- Tasks to perform
1. Can you reproduce the stretch of the article on G train service and MTA funding from "State senator Andrew" through "train pull away.", word for word?
2. How would the article on G train service and MTA funding go on? Continue it from its last sentence.

- Text block
%%

While ridership is lower during off-peak hours, the report notes, those trains are a lifeline for people who work outside the usual 9-5, including healthcare and hospitality workers and delivery drivers.
At about 11am on Friday morning, as the pols prepped for their race, the next Church-Avenue bound G train was still 11 minutes away, and temperatures were hovering in the low 20s. On weekends, many riders wait 12-20 minutes for a scheduled train — and delays and service suspensions often make the wait even longer.
State senator Andrew Gounardes, who represents the nabe in Albany, said the Smith-9th Streets station is a “hub” for people who live in the area, especially in transit-strapped Red Hook. Every day, people sprint to the platform just to watch their train pull away.
“That’s not the way to have a functioning public transit system,” Gounardes said. “We have to radically rethink how we fund public transit using public dollars. We should not have a public transit system that is funded on the backs of riders.”
Late last year, the MTA released its own agency-wide proposed budget, and it was rife with cost cutting measures – including possible fare hikes that would bring subway and bus costs above $3 for the first time.
Gounardes and his fellow runners — assemblymembers Jo Anne Simon and Robert Carroll, of Brooklyn, and Zohran Mamdani of Queens — are hoping Hochul and their colleagues in Albany will dedicate enough state funding to fully fund the agency.
“I’m glad that the governor has proposed the investments she has, but, as Andrew said, it’s not enough,” Simon said. “It is really critically important to the lifeblood of our city and our economy for people to be able to take reliable, safe, regular, speedy-enough transit service. That’s what’s going to get people out of their cars.”
Both the state and the city are working to massively reduce their carbon emissions in the coming decades – and getting more people on trains and buses is a critical part of that plan. In 2020, gas and diesel-powered on-road vehicles belched out more than 11 million metric tons of greenhouse gasses, according to city data.
The city hopes to reduce vehicle traffic and increase revenue for the MTA by implementing congestion pricing, which advocates say would push drivers to take public transportation instead. Hochul has hesitated to embrace the plan — but Carroll said it’s necessary to bring needed revenue to the MTA and bring riders back.

%%

- Data listing

%%

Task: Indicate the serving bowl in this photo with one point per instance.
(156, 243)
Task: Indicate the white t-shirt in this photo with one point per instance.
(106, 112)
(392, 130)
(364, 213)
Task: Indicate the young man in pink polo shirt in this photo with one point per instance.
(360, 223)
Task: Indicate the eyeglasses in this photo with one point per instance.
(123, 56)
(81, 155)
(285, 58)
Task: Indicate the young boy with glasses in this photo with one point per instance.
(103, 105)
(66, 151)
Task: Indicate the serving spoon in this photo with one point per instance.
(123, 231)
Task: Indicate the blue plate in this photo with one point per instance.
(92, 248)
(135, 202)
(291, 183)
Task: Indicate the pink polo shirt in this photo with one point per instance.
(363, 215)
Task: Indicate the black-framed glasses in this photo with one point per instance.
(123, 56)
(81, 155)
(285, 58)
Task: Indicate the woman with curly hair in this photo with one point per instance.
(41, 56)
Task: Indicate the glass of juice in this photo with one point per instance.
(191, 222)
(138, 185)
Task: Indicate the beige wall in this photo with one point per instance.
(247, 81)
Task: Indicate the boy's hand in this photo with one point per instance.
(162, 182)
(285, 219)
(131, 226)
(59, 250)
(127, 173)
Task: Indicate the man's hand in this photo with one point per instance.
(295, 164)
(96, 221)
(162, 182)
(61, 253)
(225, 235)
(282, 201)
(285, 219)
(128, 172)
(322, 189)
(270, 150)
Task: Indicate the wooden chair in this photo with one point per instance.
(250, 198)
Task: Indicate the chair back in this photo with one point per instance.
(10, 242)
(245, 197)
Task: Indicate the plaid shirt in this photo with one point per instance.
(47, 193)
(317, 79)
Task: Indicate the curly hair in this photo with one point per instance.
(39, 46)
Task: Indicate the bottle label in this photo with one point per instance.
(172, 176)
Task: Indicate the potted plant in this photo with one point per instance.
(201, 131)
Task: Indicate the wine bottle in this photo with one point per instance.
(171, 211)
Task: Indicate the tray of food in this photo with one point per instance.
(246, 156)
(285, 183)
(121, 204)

%%

- Task-by-task outputs
1.
State senator Andrew Gounardes, who represents the nabe in Albany, said the Smith-9th Streets station is a “hub” for people who live in the area, especially in transit-strapped Red Hook. Every day, people sprint to the platform just to watch their train pull away.

2.
“We desperately need to make sure that we are fully funding the MTA, because if we do not have consistent and reliable service, this entire system could go into a death spiral where more and more people decide to opt-out,” he said. “We can bring back that ridership … [by] fully implementing congestion pricing this year. We took a hard vote in 2019 to get this done, this governor cannot rip that from us.”
The four participants — Gounardes, Carroll, Mamdani, and one of Simon’s staffers, filling in for Simon herself — took the race to the next level by loading themselves up with grocery bags, backpacks, and even a little stroller with a baby doll to recreate the conditions of an actual commute.
They weaved through straphangers on the stairs and escalators, leaving a trail of confusion and dropped produce in their wake. Mamdani took first place, with Gounardes at a self-described “close second.”
A one-time cash infusion isn’t a panacea for the MTA’s issues — the agency is reportedly on-track to run out of federal funds by 2024, and doesn’t have a clear source for additional cash beyond fares.
Gounardes said he and his colleagues are working on longer-term fixes in the statehouse with an in-progress package called “Fix the MTA.”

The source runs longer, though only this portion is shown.